A spruced up caprese salad made with arugula, radicchio, mozzarella, tomatoes, and crispy chicken cutlets breaded with almond meal and Parmesan!
This post is sponsored by Tuttorosso Tomatoes
I switch up the ingredients in my salads all the time—adding roasted butternut squash in fall or fresh berries in summer—but there are certain staples that I find it almost impossible to live without once they go out of season. One of those staples is tomatoes.
Tomatoes are part of so many salads I love—like a good caprese. They add richness, sweetness, and a little acidity, too. I’m always disappointed when I buy them after summer’s over—when I’m left with some mushy, flavorless thing.

☆ ☆ ☆ ☆ ☆ ☆ ☆

**Directions for this task**
Copy out the caprese salad post above word for word, from its first line to its last.

☆ ☆ ☆ ☆ ☆ ☆ ☆

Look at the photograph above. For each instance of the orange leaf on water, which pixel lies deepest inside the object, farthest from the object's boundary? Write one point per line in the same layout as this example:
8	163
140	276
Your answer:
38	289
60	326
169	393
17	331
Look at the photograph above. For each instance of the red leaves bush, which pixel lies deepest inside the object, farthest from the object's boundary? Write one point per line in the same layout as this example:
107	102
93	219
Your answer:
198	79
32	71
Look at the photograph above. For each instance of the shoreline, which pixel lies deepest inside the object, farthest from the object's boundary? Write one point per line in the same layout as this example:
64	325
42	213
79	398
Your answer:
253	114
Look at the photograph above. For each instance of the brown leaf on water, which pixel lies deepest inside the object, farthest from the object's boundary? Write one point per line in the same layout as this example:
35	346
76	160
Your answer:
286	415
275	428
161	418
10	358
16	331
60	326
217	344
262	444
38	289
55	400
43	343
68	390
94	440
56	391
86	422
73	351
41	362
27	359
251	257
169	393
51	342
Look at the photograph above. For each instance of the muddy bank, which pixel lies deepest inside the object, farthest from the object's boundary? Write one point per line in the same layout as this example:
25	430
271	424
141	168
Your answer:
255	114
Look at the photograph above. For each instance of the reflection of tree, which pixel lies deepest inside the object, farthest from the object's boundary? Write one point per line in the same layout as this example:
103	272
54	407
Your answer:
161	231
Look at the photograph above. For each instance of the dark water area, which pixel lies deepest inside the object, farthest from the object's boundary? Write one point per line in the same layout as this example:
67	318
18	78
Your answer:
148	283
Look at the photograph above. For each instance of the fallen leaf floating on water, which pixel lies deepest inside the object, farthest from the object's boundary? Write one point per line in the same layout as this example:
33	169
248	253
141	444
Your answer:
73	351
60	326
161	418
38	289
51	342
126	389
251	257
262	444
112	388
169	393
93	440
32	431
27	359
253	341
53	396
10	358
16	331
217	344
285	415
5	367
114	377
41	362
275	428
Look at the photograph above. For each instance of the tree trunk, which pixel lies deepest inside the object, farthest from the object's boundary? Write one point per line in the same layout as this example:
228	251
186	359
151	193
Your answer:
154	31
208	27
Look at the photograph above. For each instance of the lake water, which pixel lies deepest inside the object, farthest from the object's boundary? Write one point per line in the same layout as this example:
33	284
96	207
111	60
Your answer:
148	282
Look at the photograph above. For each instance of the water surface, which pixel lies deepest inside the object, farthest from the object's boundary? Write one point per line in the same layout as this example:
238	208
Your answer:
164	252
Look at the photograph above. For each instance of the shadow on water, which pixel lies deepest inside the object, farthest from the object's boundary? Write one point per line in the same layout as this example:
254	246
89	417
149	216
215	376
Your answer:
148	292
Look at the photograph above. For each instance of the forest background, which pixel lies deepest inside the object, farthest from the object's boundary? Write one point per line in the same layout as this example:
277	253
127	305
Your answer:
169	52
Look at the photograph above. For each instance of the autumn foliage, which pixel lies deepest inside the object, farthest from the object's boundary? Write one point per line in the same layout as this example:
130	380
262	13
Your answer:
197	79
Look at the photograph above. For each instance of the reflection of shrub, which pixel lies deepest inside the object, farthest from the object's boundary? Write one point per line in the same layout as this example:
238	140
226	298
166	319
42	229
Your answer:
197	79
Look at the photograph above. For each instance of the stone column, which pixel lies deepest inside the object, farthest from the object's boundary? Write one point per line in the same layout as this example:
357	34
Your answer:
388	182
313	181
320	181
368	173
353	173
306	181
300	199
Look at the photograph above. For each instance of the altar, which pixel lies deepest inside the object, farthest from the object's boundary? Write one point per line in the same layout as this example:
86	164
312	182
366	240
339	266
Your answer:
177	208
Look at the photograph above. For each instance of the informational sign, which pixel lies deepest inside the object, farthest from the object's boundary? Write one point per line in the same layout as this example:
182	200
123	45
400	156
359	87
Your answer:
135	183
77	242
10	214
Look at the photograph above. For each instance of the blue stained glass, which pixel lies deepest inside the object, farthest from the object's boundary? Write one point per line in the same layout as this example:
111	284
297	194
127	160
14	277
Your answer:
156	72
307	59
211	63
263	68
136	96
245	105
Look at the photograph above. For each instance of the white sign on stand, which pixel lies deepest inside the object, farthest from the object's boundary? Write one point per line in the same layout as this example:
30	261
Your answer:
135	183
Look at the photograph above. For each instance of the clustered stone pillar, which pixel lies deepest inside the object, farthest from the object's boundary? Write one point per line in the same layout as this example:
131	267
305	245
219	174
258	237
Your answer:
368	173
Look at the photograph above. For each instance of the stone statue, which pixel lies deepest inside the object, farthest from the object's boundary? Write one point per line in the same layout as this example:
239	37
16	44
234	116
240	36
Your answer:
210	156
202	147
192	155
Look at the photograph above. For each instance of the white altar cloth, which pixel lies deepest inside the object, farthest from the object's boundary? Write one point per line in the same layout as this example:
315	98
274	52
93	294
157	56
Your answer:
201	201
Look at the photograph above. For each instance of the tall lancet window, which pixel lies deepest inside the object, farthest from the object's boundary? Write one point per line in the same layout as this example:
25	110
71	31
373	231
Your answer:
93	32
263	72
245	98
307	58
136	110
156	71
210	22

☆ ☆ ☆ ☆ ☆ ☆ ☆

**Written answer**
A spruced up caprese salad made with arugula, radicchio, mozzarella, tomatoes, and crispy chicken cutlets breaded with almond meal and Parmesan!
This post is sponsored by Tuttorosso Tomatoes
I switch up the ingredients in my salads all the time—adding roasted butternut squash in fall or fresh berries in summer—but there are certain staples that I find it almost impossible to live without once they go out of season. One of those staples is tomatoes.
Tomatoes are part of so many salads I love—like a good caprese. They add richness, sweetness, and a little acidity, too. I’m always disappointed when I buy them after summer’s over—when I’m left with some mushy, flavorless thing.